Write out all records as given; omit images.

────────────────

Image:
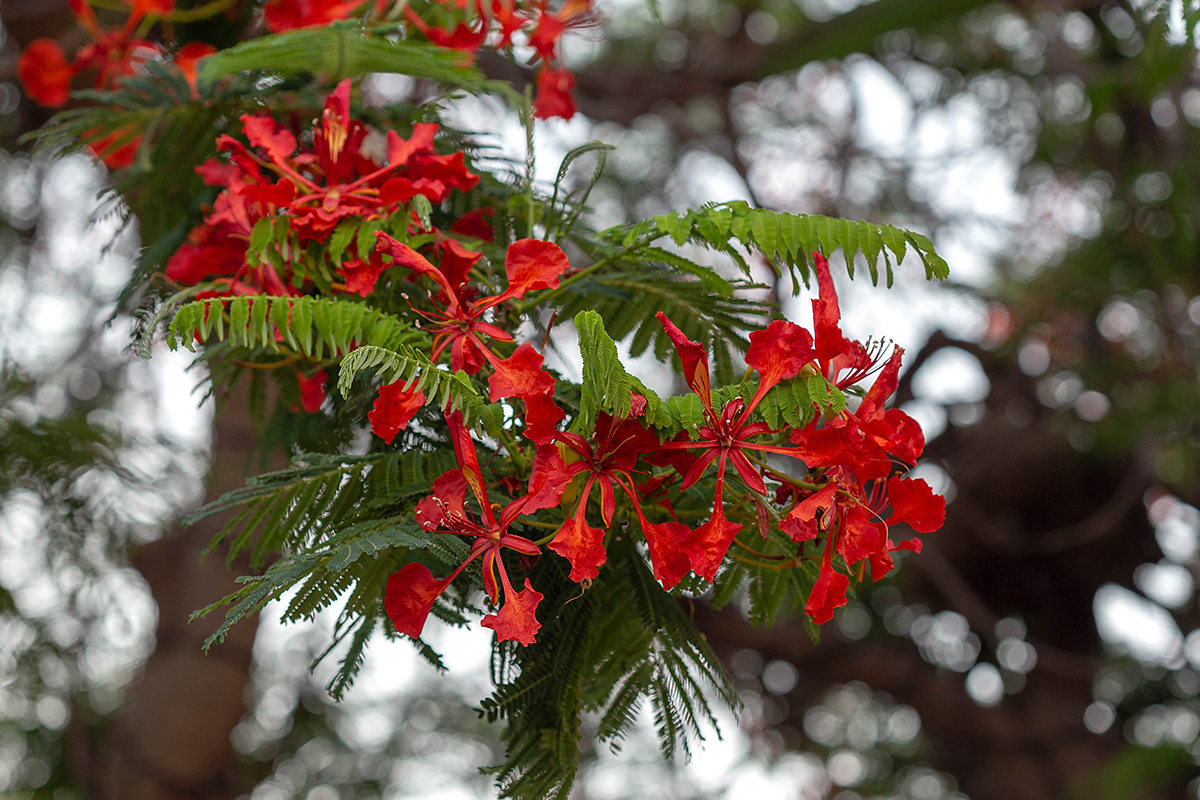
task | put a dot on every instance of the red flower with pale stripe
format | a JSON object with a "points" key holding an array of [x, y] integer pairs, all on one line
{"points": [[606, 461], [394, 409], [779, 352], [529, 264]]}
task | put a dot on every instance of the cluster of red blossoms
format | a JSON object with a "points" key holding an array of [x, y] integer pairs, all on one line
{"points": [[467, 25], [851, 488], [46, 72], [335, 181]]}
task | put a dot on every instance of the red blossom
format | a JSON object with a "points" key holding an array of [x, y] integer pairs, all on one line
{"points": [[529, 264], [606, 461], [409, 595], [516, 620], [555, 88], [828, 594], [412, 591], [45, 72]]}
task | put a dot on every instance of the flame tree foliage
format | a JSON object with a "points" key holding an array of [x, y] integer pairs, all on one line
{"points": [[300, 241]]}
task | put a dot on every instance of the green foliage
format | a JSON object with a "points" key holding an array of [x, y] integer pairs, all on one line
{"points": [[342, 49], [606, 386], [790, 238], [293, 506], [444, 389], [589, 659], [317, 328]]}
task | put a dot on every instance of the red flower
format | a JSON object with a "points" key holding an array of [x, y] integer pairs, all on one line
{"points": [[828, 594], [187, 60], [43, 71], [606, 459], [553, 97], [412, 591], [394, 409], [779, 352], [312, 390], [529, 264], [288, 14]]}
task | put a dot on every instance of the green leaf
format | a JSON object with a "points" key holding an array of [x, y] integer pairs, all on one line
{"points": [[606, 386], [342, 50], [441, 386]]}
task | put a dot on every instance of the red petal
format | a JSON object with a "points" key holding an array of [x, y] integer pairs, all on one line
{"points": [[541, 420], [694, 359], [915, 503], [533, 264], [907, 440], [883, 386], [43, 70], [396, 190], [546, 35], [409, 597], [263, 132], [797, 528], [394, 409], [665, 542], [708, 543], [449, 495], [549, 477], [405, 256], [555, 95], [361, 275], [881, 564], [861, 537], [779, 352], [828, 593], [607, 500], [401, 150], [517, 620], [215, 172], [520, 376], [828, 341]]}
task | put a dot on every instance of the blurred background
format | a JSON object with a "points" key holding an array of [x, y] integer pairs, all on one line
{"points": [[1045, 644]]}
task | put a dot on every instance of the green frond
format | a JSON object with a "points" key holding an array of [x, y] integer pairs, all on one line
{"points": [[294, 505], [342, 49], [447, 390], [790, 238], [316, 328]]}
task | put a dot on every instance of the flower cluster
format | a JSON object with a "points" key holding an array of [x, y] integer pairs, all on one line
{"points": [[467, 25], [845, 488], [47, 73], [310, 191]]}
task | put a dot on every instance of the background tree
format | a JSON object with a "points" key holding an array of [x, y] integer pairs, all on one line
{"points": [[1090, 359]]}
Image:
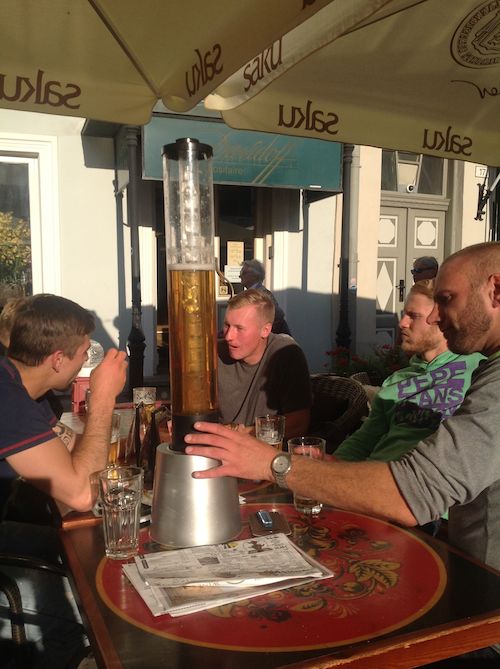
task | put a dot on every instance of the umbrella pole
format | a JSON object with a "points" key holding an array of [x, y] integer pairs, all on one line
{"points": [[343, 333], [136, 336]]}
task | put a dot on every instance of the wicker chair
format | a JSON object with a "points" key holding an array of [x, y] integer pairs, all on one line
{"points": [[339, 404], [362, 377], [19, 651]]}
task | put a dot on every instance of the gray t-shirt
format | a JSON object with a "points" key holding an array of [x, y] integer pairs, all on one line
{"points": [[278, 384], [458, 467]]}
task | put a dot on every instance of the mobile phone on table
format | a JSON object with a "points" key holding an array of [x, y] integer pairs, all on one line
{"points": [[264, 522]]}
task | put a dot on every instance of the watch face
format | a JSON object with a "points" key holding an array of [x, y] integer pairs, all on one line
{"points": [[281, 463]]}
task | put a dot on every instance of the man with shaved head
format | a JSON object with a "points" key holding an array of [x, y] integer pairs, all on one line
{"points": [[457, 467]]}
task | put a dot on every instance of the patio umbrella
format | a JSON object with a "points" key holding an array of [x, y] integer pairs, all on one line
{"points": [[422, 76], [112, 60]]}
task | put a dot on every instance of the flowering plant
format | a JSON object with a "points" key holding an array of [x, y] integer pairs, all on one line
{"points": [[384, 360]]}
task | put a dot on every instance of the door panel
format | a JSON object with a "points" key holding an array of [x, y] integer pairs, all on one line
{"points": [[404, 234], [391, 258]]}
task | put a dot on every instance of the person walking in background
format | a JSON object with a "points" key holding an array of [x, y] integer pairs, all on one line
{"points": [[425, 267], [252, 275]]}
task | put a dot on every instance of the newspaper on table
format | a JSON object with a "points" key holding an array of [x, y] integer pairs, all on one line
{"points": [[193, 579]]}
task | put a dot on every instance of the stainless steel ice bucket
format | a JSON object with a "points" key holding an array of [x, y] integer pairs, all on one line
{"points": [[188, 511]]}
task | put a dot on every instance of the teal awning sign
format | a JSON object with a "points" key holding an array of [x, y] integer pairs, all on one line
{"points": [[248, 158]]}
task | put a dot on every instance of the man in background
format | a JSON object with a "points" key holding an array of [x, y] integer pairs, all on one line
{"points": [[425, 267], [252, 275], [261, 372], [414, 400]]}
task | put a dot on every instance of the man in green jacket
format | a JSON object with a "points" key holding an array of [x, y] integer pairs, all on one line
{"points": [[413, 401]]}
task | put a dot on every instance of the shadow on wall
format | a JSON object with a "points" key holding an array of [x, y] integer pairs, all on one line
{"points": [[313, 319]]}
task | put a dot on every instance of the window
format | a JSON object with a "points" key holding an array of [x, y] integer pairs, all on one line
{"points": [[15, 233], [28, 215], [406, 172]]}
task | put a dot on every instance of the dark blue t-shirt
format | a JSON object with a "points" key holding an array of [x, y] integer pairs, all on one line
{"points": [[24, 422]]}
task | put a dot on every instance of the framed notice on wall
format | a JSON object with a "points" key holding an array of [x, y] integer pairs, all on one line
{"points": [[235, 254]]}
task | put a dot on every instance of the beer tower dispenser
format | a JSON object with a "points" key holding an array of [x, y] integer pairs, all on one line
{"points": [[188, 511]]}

────────────────

» FULL ANSWER:
Image:
task | put a dot on every instance of the red flower with pale stripe
format | a JSON object with a "points" key holding an array of [x, y] integer pairs, all on one line
{"points": [[606, 461], [394, 409], [779, 352], [529, 264]]}
task | put a dot on every instance of the cluster of red blossoms
format | a JSON object with a "points" key holding an array of [x, y] integer pairs, all on one line
{"points": [[467, 25], [851, 488], [46, 72], [335, 181]]}
task | put a dot on every instance of the red blossom
format | a JSON object with a "points" key holding an array of [x, y] integer pairs, all on one line
{"points": [[529, 264], [606, 461], [409, 595], [516, 620], [555, 88], [828, 594], [412, 591], [45, 72]]}
task | put a dot on every instance of the flame tree foliage
format | a JSON object with a "points" key holding an array of [x, y] integer pairs, all on one line
{"points": [[300, 241]]}
task | put a dot on every instance of the green foliage
format | a JSON object with a "points" key holding an array of [x, y] integer pairs, all on one line
{"points": [[342, 49], [606, 386], [790, 238], [293, 506], [444, 389], [589, 659], [317, 328]]}
task | put a dot on every instance of the red flower
format | a JSON object with a "points" key holding an array of [x, y] integer pairs, all on one line
{"points": [[828, 594], [187, 60], [43, 71], [606, 459], [553, 97], [412, 591], [394, 409], [779, 352], [312, 390], [529, 264], [288, 14]]}
task | put a dot on every instance of the green leaf
format | a JSON object with a "points" key holding an array of [x, y] integer pairs, all on one line
{"points": [[606, 386], [342, 50], [441, 386]]}
task | put a dot on every instance of the red petal
format | a JSON object with a "points" key holding an array of [x, y] integer pairs, all on one line
{"points": [[541, 420], [694, 359], [915, 503], [533, 264], [907, 440], [883, 386], [43, 70], [396, 190], [546, 35], [409, 597], [263, 132], [797, 528], [394, 409], [665, 542], [708, 543], [449, 495], [549, 477], [405, 256], [555, 95], [361, 275], [881, 564], [861, 537], [779, 352], [828, 593], [607, 500], [401, 150], [517, 620], [215, 172], [520, 376], [828, 341]]}
task | put a dot on every instance of the blurred background
format | a JSON object with a "points" key holding an array of [x, y] integer pairs, all on one line
{"points": [[1045, 644]]}
task | put a dot on every instance of the green frond
format | a JSON object with a "points" key holding an array of [x, y] integer pairs, all on one line
{"points": [[294, 505], [342, 49], [447, 390], [790, 238], [316, 328]]}
task | put a dot on every instance of the flower cluster
format | a JSON object with a "points" key holding an array of [x, y] integer pairs, all on one line
{"points": [[467, 25], [845, 488], [47, 73], [310, 191]]}
task | put a dot on every instance of the background tree
format | a JSON object with a "points" key holding an array of [x, y] integer pairs, all on one line
{"points": [[1090, 359]]}
Image:
task | put a dot on every instance of the umbrella pole
format | a JSON object with a "points" key holding an array of [x, y] integer pairs, all on one line
{"points": [[343, 333], [136, 336]]}
task | put a dot on every instance of the wicker chair
format | a JSON object with a "points" key holding an array of [x, y] integer pairs, all on one line
{"points": [[339, 404], [362, 377], [19, 651]]}
task | put a dot on every instance of the gray t-shirt
format | a JSON object with a "points" key holding an array of [x, y] integer pairs, all on one line
{"points": [[278, 384], [458, 467]]}
task | put a dot on every instance of the mobile phone on table
format | a JSON object with a "points" key holding an array of [x, y] integer pairs, all on one line
{"points": [[264, 522]]}
task | put a dot on every instance of the watch face
format | a JSON object with a "points" key holding an array of [x, y] integer pairs, all on one line
{"points": [[281, 463]]}
task | put a dot on every instance of the man with shaved head
format | a JSON object with a "points" key holding an array of [x, y] integer pairs, all on one line
{"points": [[457, 467]]}
task | put a dot on every instance of the patio umbrella
format | a JSON object with a "points" key holding an array of [x, y] integer pairs, all on one line
{"points": [[422, 76], [112, 60]]}
task | put a dot on every instance of the flowering plant
format | a JSON object with a "points" key holding an array of [x, y] integer pairs, all on one line
{"points": [[384, 360]]}
task | put a dot on every instance of the door panel
format | a JSON object with a "points" key holding an array of [x, y] integer pairs, all on one line
{"points": [[404, 234], [391, 258]]}
task | put a dot on every instance of the person walking in background
format | a JSON object with a "points" key holding an array of [x, y] integer pairs, all on one line
{"points": [[425, 267], [252, 275]]}
task | put a dot on every instance of the newspaper on table
format | a JSON object with a "points" key holding an array of [x, y] integer pairs, all on one line
{"points": [[193, 579]]}
task | put a dot on every instance of the stainless steel ice bucket
format | a JSON object with a "points" key holding an array of [x, y] integer pairs, all on one line
{"points": [[188, 511]]}
task | put a dot on every instance of the teal awning sign
format | a JSON object with a "points" key holding an array of [x, y] integer pairs, all on one line
{"points": [[248, 158]]}
task | put a dot on every instance of the man in background
format | a JSON object with a "points" key holding an array of [x, y] integer pairs, all on one line
{"points": [[425, 267], [252, 275], [261, 372], [414, 400]]}
task | put a dot on every instance of the man in green jacket
format | a JSON object with a "points" key holding an array of [x, y] integer pairs, all on one line
{"points": [[413, 401]]}
task | put a dot on every instance of the shadow on wall
format | a JSON object with a "points" key holding an array of [x, y] integer pairs, all on one line
{"points": [[313, 319]]}
task | put a dot on every instance of the window
format | a JSON object with a "points" key holding an array of [x, y] integer pairs, all on one line
{"points": [[15, 233], [28, 215], [406, 172]]}
task | put a dot on every instance of the dark blue t-shirt
format | a JSON object with a "points" key holding an array of [x, y] integer pairs, all on one line
{"points": [[24, 422]]}
task | put a dot on every instance of the framed notice on wall
format | a JSON object with a "points" key holding an array of [x, y] integer pairs, all on one line
{"points": [[235, 254]]}
task | put a dot on every instance of the beer tower dispenser
format | a JSON object with a "points" key holding an array of [x, y] integer pairs, all on one line
{"points": [[188, 511]]}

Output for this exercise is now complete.